EXERCISE:
Nothing below is to be printed except the lines between the line holding "TARGET = group of people on stage" and the line holding "TARGET = high heel shoe", inclusive, each exactly as it appears.

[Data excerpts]
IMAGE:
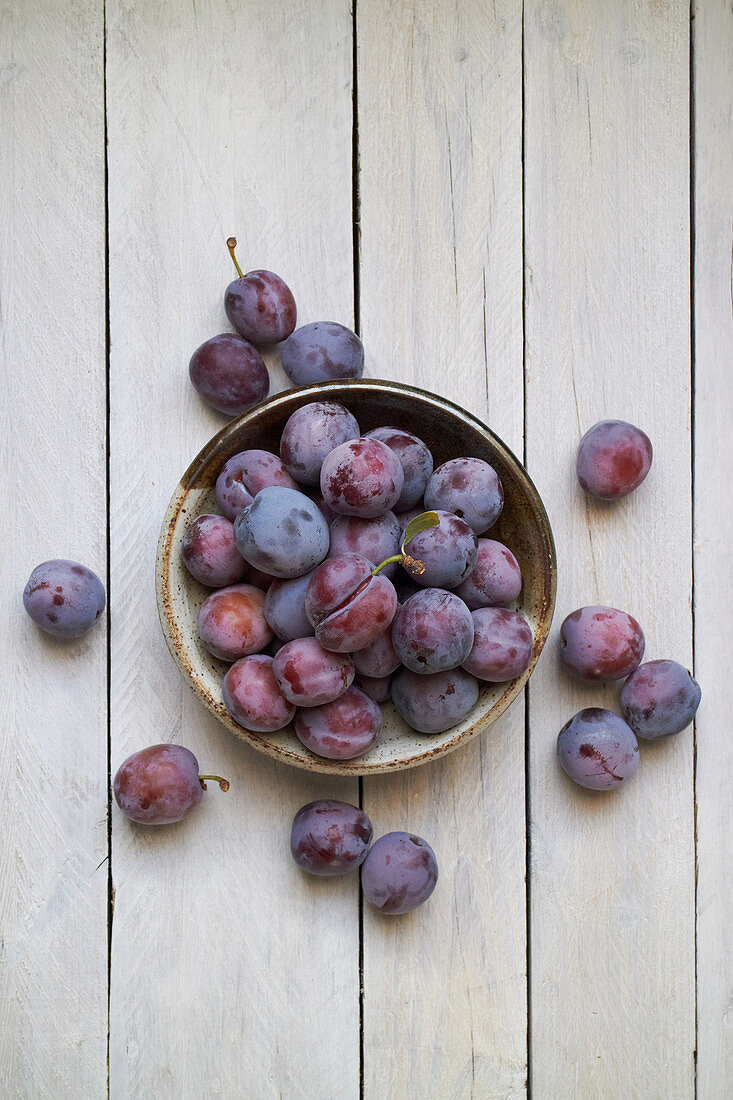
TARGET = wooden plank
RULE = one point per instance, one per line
(53, 741)
(606, 232)
(232, 974)
(440, 277)
(713, 534)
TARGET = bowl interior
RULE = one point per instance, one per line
(449, 432)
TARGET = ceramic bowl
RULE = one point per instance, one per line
(449, 432)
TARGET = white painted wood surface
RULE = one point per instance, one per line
(53, 735)
(608, 326)
(231, 976)
(440, 282)
(713, 536)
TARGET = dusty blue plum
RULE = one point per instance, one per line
(282, 532)
(310, 433)
(400, 872)
(598, 749)
(433, 631)
(320, 352)
(470, 488)
(285, 608)
(659, 699)
(374, 539)
(378, 688)
(416, 462)
(496, 579)
(502, 645)
(64, 597)
(434, 703)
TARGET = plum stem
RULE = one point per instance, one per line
(223, 783)
(395, 557)
(412, 564)
(231, 244)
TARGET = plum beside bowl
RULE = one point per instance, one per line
(449, 431)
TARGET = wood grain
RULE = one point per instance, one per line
(232, 972)
(713, 535)
(440, 277)
(606, 232)
(53, 740)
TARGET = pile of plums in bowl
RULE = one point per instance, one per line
(356, 576)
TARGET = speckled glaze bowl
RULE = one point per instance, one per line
(450, 432)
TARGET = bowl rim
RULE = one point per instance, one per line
(173, 634)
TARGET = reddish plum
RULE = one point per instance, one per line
(252, 696)
(659, 699)
(496, 578)
(242, 477)
(376, 688)
(361, 477)
(374, 539)
(502, 645)
(64, 597)
(209, 551)
(330, 837)
(379, 658)
(309, 675)
(433, 631)
(310, 433)
(342, 729)
(229, 374)
(400, 872)
(231, 623)
(416, 463)
(161, 784)
(449, 552)
(348, 605)
(260, 305)
(468, 487)
(613, 459)
(601, 644)
(597, 749)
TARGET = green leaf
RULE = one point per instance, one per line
(419, 524)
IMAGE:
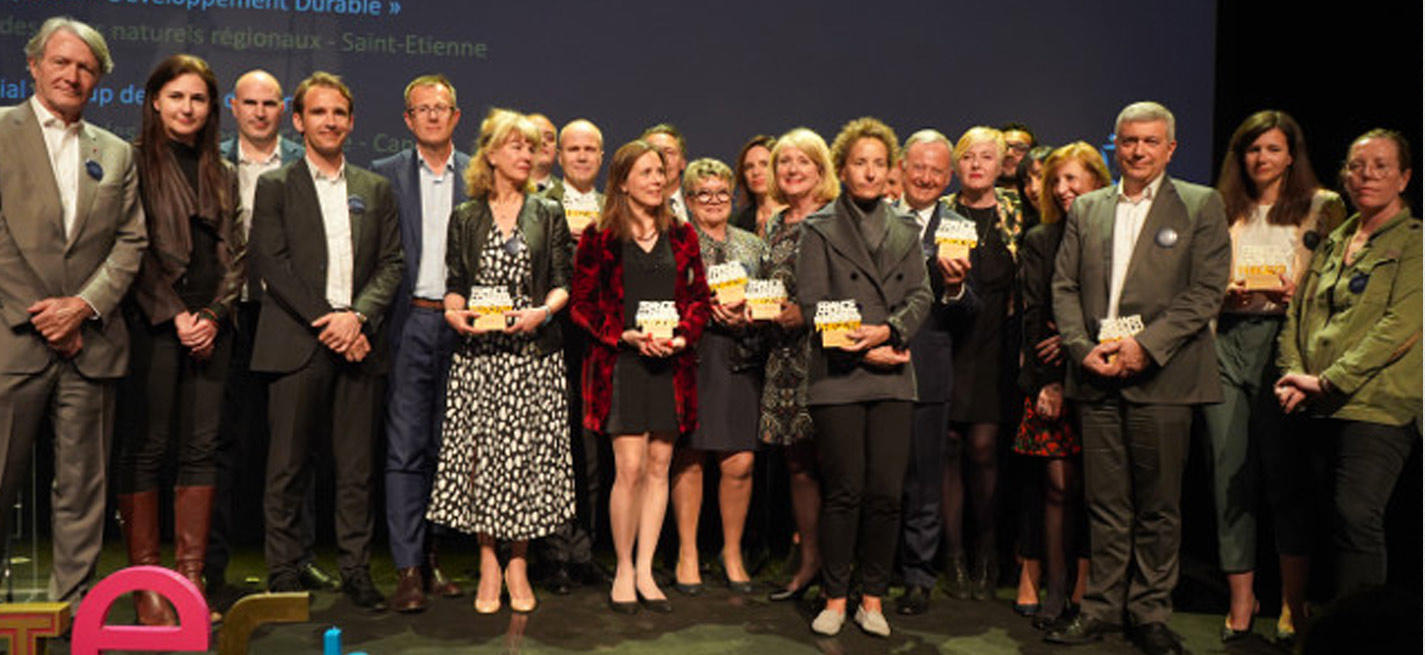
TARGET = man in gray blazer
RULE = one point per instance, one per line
(327, 239)
(428, 181)
(71, 234)
(1150, 252)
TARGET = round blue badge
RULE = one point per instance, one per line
(1358, 282)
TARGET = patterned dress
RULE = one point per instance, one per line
(505, 464)
(785, 419)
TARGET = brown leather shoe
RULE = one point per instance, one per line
(408, 597)
(193, 517)
(436, 580)
(138, 514)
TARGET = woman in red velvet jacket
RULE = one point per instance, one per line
(637, 388)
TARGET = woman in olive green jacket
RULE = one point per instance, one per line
(1351, 350)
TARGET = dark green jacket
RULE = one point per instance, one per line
(1360, 325)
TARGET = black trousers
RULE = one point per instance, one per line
(1360, 464)
(328, 397)
(925, 466)
(178, 399)
(1133, 460)
(861, 453)
(240, 454)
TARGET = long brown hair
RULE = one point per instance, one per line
(617, 210)
(1298, 184)
(157, 167)
(740, 174)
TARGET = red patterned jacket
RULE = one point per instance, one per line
(597, 308)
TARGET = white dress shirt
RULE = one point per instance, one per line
(63, 144)
(250, 168)
(331, 195)
(1127, 221)
(436, 198)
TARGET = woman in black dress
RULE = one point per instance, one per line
(183, 298)
(983, 373)
(639, 389)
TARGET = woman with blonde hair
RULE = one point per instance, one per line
(804, 180)
(505, 470)
(1046, 430)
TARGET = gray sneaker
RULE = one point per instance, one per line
(828, 622)
(872, 622)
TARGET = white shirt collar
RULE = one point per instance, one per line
(1149, 192)
(49, 118)
(245, 158)
(317, 173)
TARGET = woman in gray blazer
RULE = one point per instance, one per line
(861, 395)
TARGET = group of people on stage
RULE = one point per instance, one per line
(499, 325)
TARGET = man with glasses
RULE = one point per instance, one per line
(1018, 141)
(925, 173)
(428, 182)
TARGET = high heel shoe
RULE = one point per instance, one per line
(788, 593)
(660, 605)
(522, 605)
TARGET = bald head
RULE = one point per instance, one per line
(257, 104)
(580, 154)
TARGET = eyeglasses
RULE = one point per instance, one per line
(436, 110)
(1372, 170)
(706, 197)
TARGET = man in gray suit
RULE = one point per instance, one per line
(327, 239)
(428, 181)
(1139, 276)
(71, 234)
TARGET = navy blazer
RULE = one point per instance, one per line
(403, 171)
(289, 151)
(932, 348)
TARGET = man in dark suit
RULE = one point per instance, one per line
(428, 181)
(328, 242)
(257, 107)
(1140, 274)
(925, 173)
(71, 235)
(569, 550)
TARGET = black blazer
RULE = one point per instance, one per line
(546, 234)
(1036, 276)
(289, 247)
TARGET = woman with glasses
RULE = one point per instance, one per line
(728, 388)
(1351, 355)
(505, 470)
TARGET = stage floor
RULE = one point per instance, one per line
(714, 622)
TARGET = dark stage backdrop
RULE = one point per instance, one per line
(720, 71)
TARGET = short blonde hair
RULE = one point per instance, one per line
(1085, 154)
(814, 147)
(979, 134)
(704, 168)
(859, 128)
(495, 130)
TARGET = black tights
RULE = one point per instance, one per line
(972, 452)
(1062, 503)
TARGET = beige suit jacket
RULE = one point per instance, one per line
(1176, 281)
(96, 262)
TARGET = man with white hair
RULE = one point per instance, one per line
(1139, 276)
(71, 235)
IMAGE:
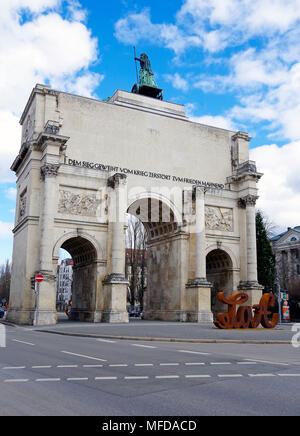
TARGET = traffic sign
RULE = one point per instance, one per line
(39, 278)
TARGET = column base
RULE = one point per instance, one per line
(20, 317)
(254, 291)
(198, 301)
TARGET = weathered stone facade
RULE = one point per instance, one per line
(84, 163)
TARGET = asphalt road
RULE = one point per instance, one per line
(46, 374)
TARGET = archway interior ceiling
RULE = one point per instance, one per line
(218, 260)
(81, 250)
(156, 216)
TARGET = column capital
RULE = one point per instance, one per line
(49, 170)
(248, 200)
(116, 180)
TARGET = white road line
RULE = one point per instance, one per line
(220, 363)
(106, 378)
(288, 375)
(230, 375)
(143, 364)
(67, 366)
(193, 352)
(22, 342)
(14, 367)
(82, 355)
(47, 379)
(42, 367)
(24, 380)
(166, 376)
(118, 365)
(92, 366)
(106, 340)
(136, 378)
(169, 364)
(261, 375)
(198, 376)
(77, 379)
(142, 346)
(268, 362)
(195, 364)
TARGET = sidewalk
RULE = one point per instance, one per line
(169, 331)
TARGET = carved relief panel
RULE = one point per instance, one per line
(83, 203)
(219, 218)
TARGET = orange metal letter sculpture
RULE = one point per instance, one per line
(244, 317)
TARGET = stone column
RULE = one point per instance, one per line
(251, 286)
(115, 284)
(199, 289)
(47, 300)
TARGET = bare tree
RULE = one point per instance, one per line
(136, 260)
(272, 229)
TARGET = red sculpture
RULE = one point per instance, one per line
(246, 317)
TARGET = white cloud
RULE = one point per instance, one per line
(44, 48)
(177, 81)
(279, 187)
(6, 230)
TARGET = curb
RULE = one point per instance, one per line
(197, 341)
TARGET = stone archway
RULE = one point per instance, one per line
(84, 286)
(163, 297)
(219, 272)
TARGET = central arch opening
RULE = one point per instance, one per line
(161, 294)
(219, 272)
(83, 258)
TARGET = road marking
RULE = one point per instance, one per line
(67, 366)
(24, 380)
(41, 367)
(22, 342)
(267, 361)
(136, 378)
(288, 375)
(92, 366)
(198, 376)
(77, 379)
(230, 375)
(193, 352)
(82, 355)
(106, 340)
(118, 365)
(47, 379)
(195, 364)
(166, 376)
(261, 375)
(143, 364)
(220, 363)
(169, 364)
(142, 346)
(14, 367)
(106, 378)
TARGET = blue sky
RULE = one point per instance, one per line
(232, 63)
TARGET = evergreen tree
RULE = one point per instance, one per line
(265, 255)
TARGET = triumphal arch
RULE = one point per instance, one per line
(85, 163)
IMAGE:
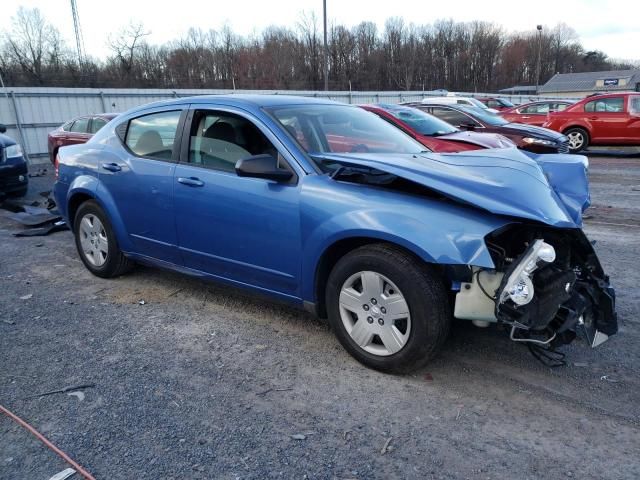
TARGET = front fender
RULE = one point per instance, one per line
(437, 232)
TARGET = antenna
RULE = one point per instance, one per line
(78, 31)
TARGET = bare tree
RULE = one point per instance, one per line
(32, 43)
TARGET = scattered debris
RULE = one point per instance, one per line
(62, 390)
(34, 220)
(274, 390)
(385, 447)
(78, 395)
(63, 474)
(43, 231)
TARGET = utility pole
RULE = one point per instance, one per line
(539, 27)
(326, 49)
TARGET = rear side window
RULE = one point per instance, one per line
(609, 105)
(97, 124)
(80, 126)
(153, 135)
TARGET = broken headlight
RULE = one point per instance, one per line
(519, 287)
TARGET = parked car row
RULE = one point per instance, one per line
(345, 211)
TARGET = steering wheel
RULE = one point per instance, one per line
(360, 148)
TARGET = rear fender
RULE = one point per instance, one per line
(91, 186)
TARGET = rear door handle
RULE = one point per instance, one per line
(191, 181)
(112, 167)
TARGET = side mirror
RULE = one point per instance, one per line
(262, 166)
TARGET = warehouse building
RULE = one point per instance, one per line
(586, 83)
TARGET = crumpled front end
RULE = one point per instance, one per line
(547, 286)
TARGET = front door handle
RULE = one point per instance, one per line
(112, 167)
(191, 181)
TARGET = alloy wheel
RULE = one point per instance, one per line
(93, 239)
(374, 313)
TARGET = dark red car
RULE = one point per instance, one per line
(606, 119)
(499, 104)
(527, 137)
(534, 113)
(433, 133)
(76, 131)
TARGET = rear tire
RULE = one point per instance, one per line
(365, 294)
(578, 139)
(96, 242)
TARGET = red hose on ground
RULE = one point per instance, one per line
(43, 439)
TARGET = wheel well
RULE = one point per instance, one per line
(74, 203)
(578, 127)
(331, 256)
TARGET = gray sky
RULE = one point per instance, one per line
(610, 26)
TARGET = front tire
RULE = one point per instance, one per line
(96, 242)
(388, 309)
(578, 139)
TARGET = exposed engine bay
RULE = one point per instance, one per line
(547, 286)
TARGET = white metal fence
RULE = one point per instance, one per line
(31, 112)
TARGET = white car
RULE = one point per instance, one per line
(452, 99)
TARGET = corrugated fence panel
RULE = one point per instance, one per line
(40, 110)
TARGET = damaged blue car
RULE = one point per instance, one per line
(328, 207)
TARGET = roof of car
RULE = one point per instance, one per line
(247, 100)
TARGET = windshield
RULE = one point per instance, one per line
(484, 116)
(421, 122)
(342, 129)
(477, 103)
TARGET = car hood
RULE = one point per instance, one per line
(486, 140)
(552, 189)
(533, 131)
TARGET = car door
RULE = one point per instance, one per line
(607, 118)
(139, 180)
(245, 230)
(633, 125)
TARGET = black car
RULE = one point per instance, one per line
(526, 137)
(14, 174)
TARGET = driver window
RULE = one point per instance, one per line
(219, 139)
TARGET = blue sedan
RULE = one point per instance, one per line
(328, 207)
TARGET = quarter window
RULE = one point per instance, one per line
(453, 117)
(80, 126)
(97, 124)
(153, 135)
(609, 105)
(219, 139)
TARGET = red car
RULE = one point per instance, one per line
(499, 104)
(434, 133)
(534, 113)
(78, 130)
(606, 119)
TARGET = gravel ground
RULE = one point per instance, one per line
(207, 382)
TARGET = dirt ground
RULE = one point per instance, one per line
(207, 382)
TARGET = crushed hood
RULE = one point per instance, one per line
(552, 189)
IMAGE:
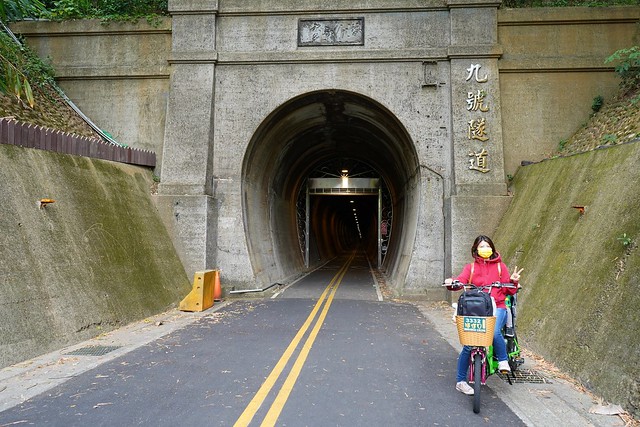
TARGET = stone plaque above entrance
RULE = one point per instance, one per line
(331, 32)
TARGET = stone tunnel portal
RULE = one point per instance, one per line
(328, 134)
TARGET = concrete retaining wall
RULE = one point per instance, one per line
(551, 68)
(580, 305)
(96, 259)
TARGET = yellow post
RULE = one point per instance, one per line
(201, 296)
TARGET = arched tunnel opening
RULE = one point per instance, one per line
(292, 225)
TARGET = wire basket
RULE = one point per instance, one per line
(475, 330)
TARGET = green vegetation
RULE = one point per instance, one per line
(107, 10)
(16, 10)
(628, 68)
(625, 240)
(579, 296)
(597, 103)
(567, 3)
(22, 71)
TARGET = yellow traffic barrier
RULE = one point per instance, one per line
(201, 296)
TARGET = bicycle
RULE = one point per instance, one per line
(477, 333)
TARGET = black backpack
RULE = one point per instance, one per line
(474, 302)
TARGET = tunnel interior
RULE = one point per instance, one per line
(327, 134)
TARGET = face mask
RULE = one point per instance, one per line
(485, 252)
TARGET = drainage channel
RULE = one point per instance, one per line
(93, 350)
(525, 376)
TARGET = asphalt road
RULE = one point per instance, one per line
(324, 352)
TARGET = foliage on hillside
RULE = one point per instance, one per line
(615, 121)
(573, 227)
(106, 10)
(49, 108)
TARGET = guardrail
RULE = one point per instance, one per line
(33, 136)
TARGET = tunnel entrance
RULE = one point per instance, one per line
(292, 222)
(344, 205)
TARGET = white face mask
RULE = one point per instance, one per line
(484, 252)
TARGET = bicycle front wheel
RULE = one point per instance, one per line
(477, 377)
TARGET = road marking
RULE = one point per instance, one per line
(265, 389)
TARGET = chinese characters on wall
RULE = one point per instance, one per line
(477, 127)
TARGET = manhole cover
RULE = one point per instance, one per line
(525, 376)
(93, 350)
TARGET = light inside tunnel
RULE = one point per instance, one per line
(335, 134)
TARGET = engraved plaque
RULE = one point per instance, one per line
(331, 32)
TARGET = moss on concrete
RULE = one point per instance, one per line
(97, 258)
(580, 304)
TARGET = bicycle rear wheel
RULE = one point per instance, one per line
(477, 381)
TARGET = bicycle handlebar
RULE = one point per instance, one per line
(492, 285)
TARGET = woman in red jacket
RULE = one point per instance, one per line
(486, 268)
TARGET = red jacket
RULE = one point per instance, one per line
(485, 272)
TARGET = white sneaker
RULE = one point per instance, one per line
(503, 366)
(465, 388)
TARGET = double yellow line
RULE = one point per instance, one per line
(280, 400)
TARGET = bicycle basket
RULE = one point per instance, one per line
(476, 330)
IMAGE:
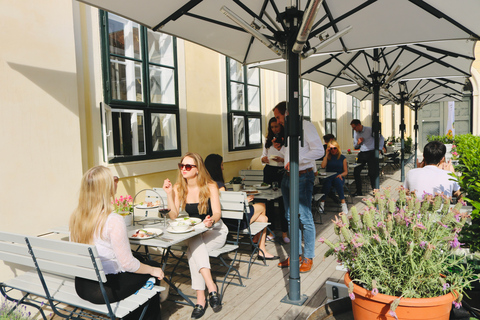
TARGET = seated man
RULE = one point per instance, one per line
(432, 175)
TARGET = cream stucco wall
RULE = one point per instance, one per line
(41, 163)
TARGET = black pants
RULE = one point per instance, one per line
(118, 287)
(368, 158)
(275, 174)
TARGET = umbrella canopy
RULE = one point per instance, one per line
(374, 22)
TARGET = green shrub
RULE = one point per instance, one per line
(468, 148)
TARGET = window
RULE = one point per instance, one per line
(244, 109)
(141, 115)
(355, 108)
(306, 98)
(330, 112)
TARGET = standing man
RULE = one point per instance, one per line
(312, 149)
(363, 139)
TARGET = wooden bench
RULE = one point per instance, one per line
(52, 266)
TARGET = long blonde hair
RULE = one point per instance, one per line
(203, 180)
(97, 192)
(334, 143)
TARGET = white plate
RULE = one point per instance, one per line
(156, 231)
(170, 229)
(194, 220)
(260, 187)
(144, 206)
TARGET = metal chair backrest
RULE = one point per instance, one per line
(251, 177)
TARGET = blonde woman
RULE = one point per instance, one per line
(94, 222)
(197, 194)
(334, 161)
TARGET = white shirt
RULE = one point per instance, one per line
(272, 152)
(312, 148)
(430, 179)
(114, 249)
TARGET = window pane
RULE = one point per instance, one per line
(129, 132)
(328, 127)
(328, 114)
(237, 96)
(162, 85)
(306, 88)
(306, 107)
(126, 79)
(238, 132)
(253, 76)
(236, 71)
(164, 132)
(254, 133)
(160, 48)
(253, 99)
(124, 37)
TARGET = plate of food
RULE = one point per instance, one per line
(148, 205)
(190, 221)
(145, 233)
(172, 228)
(262, 186)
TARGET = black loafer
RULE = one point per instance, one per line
(199, 311)
(215, 301)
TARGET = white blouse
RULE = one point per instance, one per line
(114, 249)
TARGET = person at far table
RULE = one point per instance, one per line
(312, 149)
(433, 173)
(94, 222)
(273, 170)
(334, 161)
(363, 139)
(257, 212)
(197, 194)
(327, 138)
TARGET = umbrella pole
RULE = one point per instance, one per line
(376, 122)
(294, 131)
(402, 136)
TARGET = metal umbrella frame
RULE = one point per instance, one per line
(252, 31)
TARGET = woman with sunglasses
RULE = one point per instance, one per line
(94, 222)
(334, 161)
(197, 194)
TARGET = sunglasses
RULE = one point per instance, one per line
(187, 167)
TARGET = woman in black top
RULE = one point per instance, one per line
(196, 193)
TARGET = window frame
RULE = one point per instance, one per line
(145, 106)
(245, 114)
(330, 120)
(307, 97)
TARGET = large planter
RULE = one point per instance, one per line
(367, 306)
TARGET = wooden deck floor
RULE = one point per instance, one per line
(261, 297)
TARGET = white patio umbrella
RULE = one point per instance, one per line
(253, 31)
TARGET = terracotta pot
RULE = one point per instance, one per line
(366, 306)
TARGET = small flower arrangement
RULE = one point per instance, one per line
(403, 247)
(123, 204)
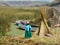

RESPONSE BELOW:
TARGET = group of people on stage
RULE = one point per instance, one per line
(499, 325)
TARGET = man with glasses
RULE = one point per instance, one per line
(1018, 141)
(925, 173)
(428, 182)
TARGET = high heel shoe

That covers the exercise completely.